#### Excerpt provided
☆ ☆ ☆ ☆ ☆ ☆ ☆
Future studies should also endeavor to link these representational changes with specific cognitive and computational processes. Of the extinction-induced changes in our ROIs, only the amygdala’s representation of the CS+ tracked individual differences in post-acquisition state anxiety. Extinction-induced changes in multivariate patterning in other brain regions may be driven, in turn, by the amygdala itself or may be related to other cognitive processes implicated in computational models of conditioning, such as attentional allocation, value updating, or contextual binding (Armony et al., 1995; Schmajuk, 1997).

Finally, we acknowledge that there is a current debate regarding how well the neural circuitry involved in defensive conditioning processes maps onto feelings of fear and anxiety, with some researchers calling for a reframing of conditioning processes as reflecting survival-based threat detection computations that are broader than those relating to the experience of fear per se (LeDoux, 2012; LeDoux & Pine, 2016; but see Fanselow & Pennington, 2016). For instance, using a threat exposure paradigm, Taschereau-Dumouchel, Kawato & Lau, (2019) showed that, while there was some overlap in fMRI signals that predicted both subjective anxiety and SCR reactivity to evolutionary-based threats, other regions showed selectivity to one of these measures and not the other. In this paper, we chose to maintain the traditional terminology that refers to defensive Pavlovian training paradigms as “fear conditioning” to link our study to the broader extant literature, while recognizing that fMRI responses elicited to conditioned stimuli may not necessarily map onto those that mediate the subjective experience of fear. Interestingly, our results inform this debate by showing that a dissociation between conditioning processes and the subjective experience of fear/anxiety may not be so clear-cut. In particular, we found that individual differences in the subjective experience of anxiety at the end of acquisition training predicted a persistence in CS+ patterning in the amygdala during Early Extinction training. As discussed above, this relationship was not found to physiological expression of conditioned learning as measured by SCR. These results suggest that fMRI signaling of conditioned stimuli may reflect some integration of subjective aspects of fear/anxiety. Nonetheless, we note that this influence was selective to the amygdala ROI and thus may be more separable in other components of fear-conditioning circuitry. Future studies that assay emotions more comprehensively during fear conditioning are warranted to further interrogate the relationship between subjective experience and neural representations of conditioned stimuli.

Open practices statement

The voxel-wise whole-brain searchlight RSA statistical map for the CS+ events (shown in Fig. 4) will be made available upon publication via the NeuroVault website (neurovault.org). Participant-wise RSA dissimilarity metrics for each ROI, average univariate activation values for each ROI, reported shock expectancy, reported state anxiety levels, and skin conductance response values will be made available upon publication via the Open Science Framework website (osf.io). The experiment was not preregistered.
☆ ☆ ☆ ☆ ☆ ☆ ☆
#### Problem A
Answer these from the excerpt on fear conditioning:
(i) Of the extinction-induced changes in the ROIs, which region's representation of the CS+ tracked individual differences in post-acquisition state anxiety?
(ii) What kind of paradigm did Taschereau-Dumouchel, Kawato & Lau (2019) use?
(iii) On which website will the voxel-wise whole-brain searchlight RSA statistical map for the CS+ events be made available?
#### Problem B
Quote word for word the part of the excerpt on fear conditioning that begins at the words "Future studies should" and stops after the words "1995; Schmajuk, 1997).".
☆ ☆ ☆ ☆ ☆ ☆ ☆
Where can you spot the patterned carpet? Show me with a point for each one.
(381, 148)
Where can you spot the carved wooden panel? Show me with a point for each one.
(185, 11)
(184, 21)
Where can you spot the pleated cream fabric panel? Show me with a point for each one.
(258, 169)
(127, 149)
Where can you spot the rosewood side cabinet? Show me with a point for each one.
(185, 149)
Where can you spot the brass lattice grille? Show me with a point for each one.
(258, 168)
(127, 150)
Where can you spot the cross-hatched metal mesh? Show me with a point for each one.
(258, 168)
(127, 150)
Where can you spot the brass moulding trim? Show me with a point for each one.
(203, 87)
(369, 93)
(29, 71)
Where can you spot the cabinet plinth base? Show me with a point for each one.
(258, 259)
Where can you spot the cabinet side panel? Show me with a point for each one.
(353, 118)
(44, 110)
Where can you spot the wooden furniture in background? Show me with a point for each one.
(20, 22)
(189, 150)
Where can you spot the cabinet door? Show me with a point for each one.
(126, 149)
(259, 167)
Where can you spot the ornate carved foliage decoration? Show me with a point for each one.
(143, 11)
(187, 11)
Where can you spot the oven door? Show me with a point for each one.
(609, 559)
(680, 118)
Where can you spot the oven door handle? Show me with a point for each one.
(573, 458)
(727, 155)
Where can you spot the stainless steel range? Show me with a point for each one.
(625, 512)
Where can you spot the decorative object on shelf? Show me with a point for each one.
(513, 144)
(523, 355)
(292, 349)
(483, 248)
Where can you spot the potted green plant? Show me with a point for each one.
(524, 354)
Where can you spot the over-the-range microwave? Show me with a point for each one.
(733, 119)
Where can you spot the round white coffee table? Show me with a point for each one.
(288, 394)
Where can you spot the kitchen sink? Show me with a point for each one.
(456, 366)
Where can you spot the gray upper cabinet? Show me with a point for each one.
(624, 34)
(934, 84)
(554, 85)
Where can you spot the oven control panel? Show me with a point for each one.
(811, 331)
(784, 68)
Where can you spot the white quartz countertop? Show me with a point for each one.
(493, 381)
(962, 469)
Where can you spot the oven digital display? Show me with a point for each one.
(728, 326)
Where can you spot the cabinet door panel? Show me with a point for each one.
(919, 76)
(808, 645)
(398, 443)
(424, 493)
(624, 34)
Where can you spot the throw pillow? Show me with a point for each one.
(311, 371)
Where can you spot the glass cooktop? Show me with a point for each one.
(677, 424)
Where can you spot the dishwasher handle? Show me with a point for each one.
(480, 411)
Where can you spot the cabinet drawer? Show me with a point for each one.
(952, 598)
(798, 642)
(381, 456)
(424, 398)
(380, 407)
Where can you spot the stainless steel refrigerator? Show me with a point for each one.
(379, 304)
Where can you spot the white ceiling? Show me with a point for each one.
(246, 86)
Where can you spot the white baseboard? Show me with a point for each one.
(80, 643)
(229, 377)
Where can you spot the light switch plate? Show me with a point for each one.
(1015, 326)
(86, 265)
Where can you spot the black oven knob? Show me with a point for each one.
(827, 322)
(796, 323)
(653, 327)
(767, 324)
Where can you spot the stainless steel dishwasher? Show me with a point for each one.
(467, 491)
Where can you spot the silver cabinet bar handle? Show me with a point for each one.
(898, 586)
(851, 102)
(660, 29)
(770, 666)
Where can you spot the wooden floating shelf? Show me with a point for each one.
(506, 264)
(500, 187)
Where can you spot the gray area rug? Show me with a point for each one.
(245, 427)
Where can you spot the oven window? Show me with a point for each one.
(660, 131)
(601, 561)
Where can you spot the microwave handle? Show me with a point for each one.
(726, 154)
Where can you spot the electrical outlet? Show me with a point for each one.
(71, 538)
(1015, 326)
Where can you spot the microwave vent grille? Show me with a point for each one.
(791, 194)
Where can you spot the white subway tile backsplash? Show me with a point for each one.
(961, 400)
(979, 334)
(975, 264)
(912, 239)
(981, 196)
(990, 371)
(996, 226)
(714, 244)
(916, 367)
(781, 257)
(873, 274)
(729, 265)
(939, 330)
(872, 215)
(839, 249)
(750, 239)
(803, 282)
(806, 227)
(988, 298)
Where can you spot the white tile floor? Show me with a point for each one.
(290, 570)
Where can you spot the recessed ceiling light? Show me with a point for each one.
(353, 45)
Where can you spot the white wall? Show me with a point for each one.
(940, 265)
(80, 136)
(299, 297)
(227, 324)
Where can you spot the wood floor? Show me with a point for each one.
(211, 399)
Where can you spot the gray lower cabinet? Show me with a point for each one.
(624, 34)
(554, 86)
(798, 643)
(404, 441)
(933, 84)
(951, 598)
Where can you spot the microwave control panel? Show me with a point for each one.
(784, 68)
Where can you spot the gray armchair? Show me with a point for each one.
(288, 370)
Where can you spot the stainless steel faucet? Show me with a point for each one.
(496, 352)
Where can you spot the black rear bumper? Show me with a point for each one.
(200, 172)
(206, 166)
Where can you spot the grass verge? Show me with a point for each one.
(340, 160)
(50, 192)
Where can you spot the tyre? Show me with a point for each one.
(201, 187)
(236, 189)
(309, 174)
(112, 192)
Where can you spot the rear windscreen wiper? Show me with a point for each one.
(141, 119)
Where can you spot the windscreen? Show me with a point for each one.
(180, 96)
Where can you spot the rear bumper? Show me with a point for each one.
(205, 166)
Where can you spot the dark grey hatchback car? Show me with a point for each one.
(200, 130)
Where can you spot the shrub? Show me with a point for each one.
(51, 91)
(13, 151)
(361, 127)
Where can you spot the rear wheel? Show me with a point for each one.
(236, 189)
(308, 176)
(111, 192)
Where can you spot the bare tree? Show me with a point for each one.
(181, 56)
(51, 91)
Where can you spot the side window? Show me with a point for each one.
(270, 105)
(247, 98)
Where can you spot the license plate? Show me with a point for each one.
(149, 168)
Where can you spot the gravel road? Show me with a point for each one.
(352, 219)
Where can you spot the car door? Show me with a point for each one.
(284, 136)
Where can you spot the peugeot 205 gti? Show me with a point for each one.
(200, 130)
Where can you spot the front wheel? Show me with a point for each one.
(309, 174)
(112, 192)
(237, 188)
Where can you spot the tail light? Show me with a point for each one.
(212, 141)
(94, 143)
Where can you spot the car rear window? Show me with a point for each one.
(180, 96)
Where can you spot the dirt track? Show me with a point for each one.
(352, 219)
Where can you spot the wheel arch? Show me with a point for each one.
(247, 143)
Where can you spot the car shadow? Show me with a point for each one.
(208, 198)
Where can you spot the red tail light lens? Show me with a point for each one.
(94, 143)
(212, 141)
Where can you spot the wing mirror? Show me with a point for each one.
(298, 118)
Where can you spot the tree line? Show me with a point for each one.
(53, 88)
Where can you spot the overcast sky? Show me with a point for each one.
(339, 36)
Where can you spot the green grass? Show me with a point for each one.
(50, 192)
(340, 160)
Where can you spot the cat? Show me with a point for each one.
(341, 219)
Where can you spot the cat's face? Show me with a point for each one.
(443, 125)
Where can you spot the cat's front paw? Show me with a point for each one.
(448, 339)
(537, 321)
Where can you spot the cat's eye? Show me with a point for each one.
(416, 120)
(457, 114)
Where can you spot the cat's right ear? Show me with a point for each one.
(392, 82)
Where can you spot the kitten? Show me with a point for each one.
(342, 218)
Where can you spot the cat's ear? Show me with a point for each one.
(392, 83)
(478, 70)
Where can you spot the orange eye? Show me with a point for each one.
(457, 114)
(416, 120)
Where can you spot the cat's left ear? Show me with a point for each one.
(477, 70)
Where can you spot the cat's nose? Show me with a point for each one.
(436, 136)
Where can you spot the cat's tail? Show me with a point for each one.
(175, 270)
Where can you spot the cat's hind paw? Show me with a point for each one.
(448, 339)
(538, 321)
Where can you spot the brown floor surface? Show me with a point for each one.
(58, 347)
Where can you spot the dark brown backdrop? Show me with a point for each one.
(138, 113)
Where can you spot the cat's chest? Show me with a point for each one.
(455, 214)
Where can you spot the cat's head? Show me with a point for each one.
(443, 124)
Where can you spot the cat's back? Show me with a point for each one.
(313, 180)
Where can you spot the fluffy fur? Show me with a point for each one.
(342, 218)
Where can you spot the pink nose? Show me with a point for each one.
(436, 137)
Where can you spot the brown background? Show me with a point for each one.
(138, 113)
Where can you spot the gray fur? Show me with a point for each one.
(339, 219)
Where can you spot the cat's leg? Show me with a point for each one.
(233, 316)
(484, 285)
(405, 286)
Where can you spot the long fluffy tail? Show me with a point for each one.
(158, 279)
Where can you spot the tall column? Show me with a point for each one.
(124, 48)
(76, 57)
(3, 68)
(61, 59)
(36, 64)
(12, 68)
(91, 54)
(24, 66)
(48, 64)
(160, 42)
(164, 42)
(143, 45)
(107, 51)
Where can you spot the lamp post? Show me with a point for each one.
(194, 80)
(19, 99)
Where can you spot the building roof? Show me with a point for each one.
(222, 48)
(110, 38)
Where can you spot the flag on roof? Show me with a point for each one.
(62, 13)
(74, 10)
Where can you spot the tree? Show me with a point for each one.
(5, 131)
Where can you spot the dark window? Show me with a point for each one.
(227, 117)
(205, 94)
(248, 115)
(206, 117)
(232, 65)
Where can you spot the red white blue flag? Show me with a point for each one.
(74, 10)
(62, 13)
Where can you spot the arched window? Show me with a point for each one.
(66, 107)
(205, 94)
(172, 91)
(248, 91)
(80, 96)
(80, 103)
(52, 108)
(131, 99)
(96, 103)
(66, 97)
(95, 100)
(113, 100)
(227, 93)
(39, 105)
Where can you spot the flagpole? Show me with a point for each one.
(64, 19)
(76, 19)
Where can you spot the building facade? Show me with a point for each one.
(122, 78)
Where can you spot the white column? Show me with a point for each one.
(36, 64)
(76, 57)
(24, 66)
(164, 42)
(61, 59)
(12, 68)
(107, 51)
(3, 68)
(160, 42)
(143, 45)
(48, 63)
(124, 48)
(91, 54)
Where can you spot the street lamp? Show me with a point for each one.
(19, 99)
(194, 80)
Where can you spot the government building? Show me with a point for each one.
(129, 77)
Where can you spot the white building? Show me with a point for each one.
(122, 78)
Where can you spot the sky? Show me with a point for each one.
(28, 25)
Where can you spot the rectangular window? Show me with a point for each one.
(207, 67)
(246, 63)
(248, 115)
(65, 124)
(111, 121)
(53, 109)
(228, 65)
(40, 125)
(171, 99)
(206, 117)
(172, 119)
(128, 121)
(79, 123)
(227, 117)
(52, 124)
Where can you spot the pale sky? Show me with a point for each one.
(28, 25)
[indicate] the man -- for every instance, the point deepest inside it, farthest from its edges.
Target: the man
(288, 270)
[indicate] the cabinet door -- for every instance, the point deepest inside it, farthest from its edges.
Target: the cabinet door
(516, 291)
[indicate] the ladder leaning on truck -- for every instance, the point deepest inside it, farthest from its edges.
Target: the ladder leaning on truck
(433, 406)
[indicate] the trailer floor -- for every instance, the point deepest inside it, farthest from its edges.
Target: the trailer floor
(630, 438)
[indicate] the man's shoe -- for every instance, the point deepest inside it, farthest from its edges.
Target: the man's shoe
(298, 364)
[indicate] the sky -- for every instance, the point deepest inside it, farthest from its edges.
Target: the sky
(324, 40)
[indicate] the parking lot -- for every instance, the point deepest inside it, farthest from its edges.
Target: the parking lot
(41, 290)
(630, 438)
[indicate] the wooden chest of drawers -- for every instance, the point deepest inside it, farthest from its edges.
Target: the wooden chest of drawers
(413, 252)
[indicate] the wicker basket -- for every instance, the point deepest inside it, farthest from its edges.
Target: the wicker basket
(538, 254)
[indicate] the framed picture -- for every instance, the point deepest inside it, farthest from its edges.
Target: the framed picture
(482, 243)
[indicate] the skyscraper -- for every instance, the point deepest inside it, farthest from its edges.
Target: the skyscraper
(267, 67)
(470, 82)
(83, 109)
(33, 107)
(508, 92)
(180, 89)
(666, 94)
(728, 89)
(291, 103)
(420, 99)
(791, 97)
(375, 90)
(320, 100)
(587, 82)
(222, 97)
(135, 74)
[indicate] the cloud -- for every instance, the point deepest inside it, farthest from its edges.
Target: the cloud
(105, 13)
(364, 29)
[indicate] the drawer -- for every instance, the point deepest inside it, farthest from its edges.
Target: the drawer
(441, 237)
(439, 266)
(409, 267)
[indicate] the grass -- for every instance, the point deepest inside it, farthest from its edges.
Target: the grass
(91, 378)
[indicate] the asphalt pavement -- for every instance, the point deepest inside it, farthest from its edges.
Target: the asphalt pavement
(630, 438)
☆ ☆ ☆ ☆ ☆ ☆ ☆
#### Task answer A
(i) The amygdala.
(ii) A threat exposure paradigm.
(iii) The NeuroVault website (neurovault.org).

#### Task answer B
Future studies should also endeavor to link these representational changes with specific cognitive and computational processes. Of the extinction-induced changes in our ROIs, only the amygdala’s representation of the CS+ tracked individual differences in post-acquisition state anxiety. Extinction-induced changes in multivariate patterning in other brain regions may be driven, in turn, by the amygdala itself or may be related to other cognitive processes implicated in computational models of conditioning, such as attentional allocation, value updating, or contextual binding (Armony et al., 1995; Schmajuk, 1997).